My absolute favorite way to use leftover carnitas is in these easy pulled pork quesadillas. Use store-bought or homemade carnitas (made on the stovetop or in a slow cooker), then fill them with melty Oaxaca cheese and top them with pico de gallo and guacamole.

Ingredients

Substitutions
- Cheese - My favorite one to use is Oaxaca cheese, which is like a creamy mozzarella. You can also use mozzarella, Monterey Jack, pepper Jack, or a Mexican blend.
- Butter - I like adding a little butter or oil to the skillet to get an extra-crispy tortilla with more flavor, but if you don't have to. The quesadillas will be plenty busy without it.
- Sides - I like a combo of pico de gallo and guacamole, but you can alos use sour cream, hot sauce, salsa verde, pickled jalapeños, or a simple shredded lettuce for extra crunch.
Full ingredient list with quantities in the recipe card below
How to Make Carnitas Quesadillas

Heat the Carnitas
Warm the carnitas in a skillet over medium heat until hot and slightly crispy at the edges.

DIRECTIVE A:
Decide whether each statement below agrees with the carnitas quesadilla recipe. Answer yes or no for each and quote the words of the recipe that settle it.
(i) Store-bought carnitas can be used in the quesadillas.
(ii) The carnitas are warmed in a skillet over high heat.
(iii) Oaxaca cheese is described as similar to a creamy mozzarella.
DIRECTIVE B:
List every cheese that the carnitas quesadilla recipe names as an option for the filling.
DIRECTIVE C:
Carry on with the carnitas quesadilla recipe, picking up after its last sentence with the next step of making the quesadillas.

RECORD LIST:
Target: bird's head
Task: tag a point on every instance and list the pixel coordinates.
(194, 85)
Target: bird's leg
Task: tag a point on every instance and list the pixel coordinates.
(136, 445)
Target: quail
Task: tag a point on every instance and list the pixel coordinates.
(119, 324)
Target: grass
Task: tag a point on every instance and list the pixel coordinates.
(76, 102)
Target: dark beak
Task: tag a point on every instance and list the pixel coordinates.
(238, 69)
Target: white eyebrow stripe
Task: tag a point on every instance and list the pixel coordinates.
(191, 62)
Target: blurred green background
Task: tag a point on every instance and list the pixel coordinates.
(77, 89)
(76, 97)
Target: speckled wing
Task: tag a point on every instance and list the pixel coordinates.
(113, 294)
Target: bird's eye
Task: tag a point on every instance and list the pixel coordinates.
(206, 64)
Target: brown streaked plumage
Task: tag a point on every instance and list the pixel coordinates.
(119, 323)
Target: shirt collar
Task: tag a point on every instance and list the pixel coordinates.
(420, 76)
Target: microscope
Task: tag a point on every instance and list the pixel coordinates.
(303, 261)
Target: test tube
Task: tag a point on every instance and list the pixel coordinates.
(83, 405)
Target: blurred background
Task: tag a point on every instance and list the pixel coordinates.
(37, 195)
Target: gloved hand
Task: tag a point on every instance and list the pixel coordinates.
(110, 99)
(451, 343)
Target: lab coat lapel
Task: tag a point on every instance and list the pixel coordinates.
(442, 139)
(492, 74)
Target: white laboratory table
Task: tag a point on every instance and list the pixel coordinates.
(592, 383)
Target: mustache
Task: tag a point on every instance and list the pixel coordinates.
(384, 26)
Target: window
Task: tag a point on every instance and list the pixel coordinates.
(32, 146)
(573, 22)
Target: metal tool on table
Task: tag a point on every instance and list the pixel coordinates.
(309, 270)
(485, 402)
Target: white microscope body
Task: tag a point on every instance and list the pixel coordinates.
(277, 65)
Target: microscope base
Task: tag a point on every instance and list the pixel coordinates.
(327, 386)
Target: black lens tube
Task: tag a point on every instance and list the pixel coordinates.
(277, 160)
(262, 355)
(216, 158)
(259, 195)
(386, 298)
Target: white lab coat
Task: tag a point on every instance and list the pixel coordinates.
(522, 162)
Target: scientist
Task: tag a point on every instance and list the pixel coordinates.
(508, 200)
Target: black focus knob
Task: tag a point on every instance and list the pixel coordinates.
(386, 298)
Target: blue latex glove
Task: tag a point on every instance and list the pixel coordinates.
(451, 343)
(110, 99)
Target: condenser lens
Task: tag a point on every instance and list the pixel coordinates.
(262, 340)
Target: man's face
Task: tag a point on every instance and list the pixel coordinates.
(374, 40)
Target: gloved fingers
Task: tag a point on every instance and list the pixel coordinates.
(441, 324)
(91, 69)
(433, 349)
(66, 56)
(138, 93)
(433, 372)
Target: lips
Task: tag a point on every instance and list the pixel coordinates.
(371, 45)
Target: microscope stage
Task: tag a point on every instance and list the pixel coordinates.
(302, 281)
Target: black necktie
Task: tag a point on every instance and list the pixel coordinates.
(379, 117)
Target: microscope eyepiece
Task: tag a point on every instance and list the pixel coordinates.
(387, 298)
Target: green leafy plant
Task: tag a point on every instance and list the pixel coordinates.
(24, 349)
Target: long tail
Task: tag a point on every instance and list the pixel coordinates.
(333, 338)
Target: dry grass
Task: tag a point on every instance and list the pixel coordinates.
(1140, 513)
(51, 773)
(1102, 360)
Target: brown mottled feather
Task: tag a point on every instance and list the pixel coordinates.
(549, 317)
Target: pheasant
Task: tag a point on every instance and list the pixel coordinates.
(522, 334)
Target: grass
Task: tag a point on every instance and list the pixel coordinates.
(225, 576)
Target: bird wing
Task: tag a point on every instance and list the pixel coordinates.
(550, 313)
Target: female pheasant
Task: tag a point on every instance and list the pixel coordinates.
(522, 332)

EXPECTED OUTPUT A:
(i) Yes: "Use store-bought or homemade carnitas"
(ii) No: "Warm the carnitas in a skillet over medium heat"
(iii) Yes: "Oaxaca cheese, which is like a creamy mozzarella"

EXPECTED OUTPUT B:
Oaxaca cheese, mozzarella, Monterey Jack, pepper Jack, a Mexican blend

EXPECTED OUTPUT C:
Assemble the Quesadillas
Lay one tortilla flat. Sprinkle cheese over half the tortilla, then add the carnitas. Top with a little more cheese and fold the tortilla over.

Cook
Heat a large skillet over medium heat and lightly grease it with butter. Cook the quesadilla until the tortilla is golden brown and the cheese is fully melted.

Slice and Serve
Cut into wedges and serve with pico de gallo and guacamole on the side.
Tip
Don't overfill: Too much filling can make the quesadillas harder to flip and less crispy.
Variations
- Spicy version: Add sliced jalapeños or a drizzle of hot sauce inside the quesadilla.
- Breakfast quesadilla: Add scrambled eggs along with the carnitas and cheese for a tasty morning twist.
- Veggie add-ins: Sautéed bell peppers and onions in a skillet before adding them to the quesadilla.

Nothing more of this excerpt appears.